> [INFORMATION PROVIDED]:
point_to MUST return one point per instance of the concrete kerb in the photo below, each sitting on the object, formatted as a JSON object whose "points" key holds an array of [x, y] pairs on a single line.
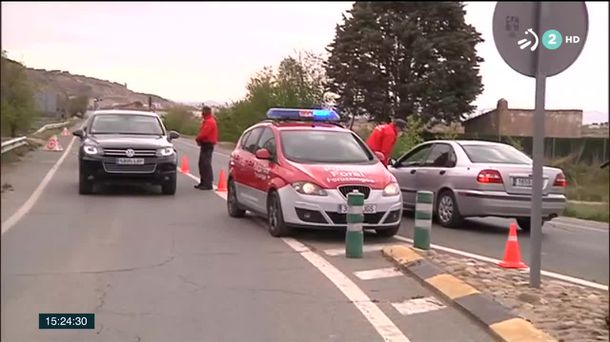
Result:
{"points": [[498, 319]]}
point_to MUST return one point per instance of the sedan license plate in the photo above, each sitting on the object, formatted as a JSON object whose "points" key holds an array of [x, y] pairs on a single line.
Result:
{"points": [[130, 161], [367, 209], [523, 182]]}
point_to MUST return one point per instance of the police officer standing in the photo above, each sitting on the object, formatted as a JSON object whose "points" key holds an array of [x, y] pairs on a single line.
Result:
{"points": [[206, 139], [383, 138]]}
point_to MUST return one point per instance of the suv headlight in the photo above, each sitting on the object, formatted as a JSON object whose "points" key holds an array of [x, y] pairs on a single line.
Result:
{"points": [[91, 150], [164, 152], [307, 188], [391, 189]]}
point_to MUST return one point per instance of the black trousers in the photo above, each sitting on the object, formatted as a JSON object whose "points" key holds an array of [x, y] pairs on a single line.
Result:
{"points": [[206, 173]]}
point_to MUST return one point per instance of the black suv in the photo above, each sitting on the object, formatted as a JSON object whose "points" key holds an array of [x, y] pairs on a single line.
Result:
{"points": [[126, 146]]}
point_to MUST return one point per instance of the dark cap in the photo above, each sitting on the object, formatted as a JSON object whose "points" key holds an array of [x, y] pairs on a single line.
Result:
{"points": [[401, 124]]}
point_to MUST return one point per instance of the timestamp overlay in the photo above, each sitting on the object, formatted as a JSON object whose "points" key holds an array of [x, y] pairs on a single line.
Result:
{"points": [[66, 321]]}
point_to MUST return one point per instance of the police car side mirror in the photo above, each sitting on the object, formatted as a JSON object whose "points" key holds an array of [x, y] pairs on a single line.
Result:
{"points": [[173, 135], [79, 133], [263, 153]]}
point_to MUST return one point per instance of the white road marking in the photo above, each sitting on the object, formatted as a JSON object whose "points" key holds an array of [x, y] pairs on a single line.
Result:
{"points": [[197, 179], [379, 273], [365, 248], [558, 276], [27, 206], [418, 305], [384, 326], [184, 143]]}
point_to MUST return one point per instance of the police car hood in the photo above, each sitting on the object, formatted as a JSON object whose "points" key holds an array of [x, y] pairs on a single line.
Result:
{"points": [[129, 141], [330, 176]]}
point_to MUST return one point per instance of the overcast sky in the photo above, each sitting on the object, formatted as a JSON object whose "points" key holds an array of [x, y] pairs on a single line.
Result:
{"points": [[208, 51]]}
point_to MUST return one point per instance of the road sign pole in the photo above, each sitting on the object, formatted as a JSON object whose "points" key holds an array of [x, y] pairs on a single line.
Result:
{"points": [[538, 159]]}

> [CHALLENGE]:
Please rewrite the items above from the line that contains "police car side" through the end of the items, both ends included, renaming "Result" to "Output" and keeping everything else unchanged. Give only those lines.

> [PROBLEM SOLUTION]:
point_to MUST return one point per instance of the police car side mirror in the photo above, each sitting on the object, formatted as a JSON object whose "points" key holds an array of [x, y] pairs on a single line.
Output:
{"points": [[173, 135], [79, 133], [263, 153]]}
point_to MUST return one point per instance of the white road marking in the photo above, each sitting on the object, formatted as a JSON object whose "points" key holds an array of [x, y] pairs on a single line.
Output:
{"points": [[197, 179], [379, 273], [365, 248], [558, 276], [27, 206], [418, 305], [384, 326], [184, 143]]}
point_to MUST return one point per instance of the police car hood in the photo above, each sitting on the object, formatted as a JSON object whose "points" key holds an array of [x, y] pairs on a single line.
Output:
{"points": [[129, 141], [330, 176]]}
point_to MUST return one point per instance of the overcast sky in the photo above, each sitting on the object, formatted as a JSON object whose "points" key holds an array of [x, y] pairs on a single line.
Output:
{"points": [[208, 51]]}
point_to MUST return one point per instance of the road sign pole in the photo above, each sitting on the object, formatted as a JSON object whose "points" key holds an array of [x, y] pairs on a single line.
Output:
{"points": [[538, 159]]}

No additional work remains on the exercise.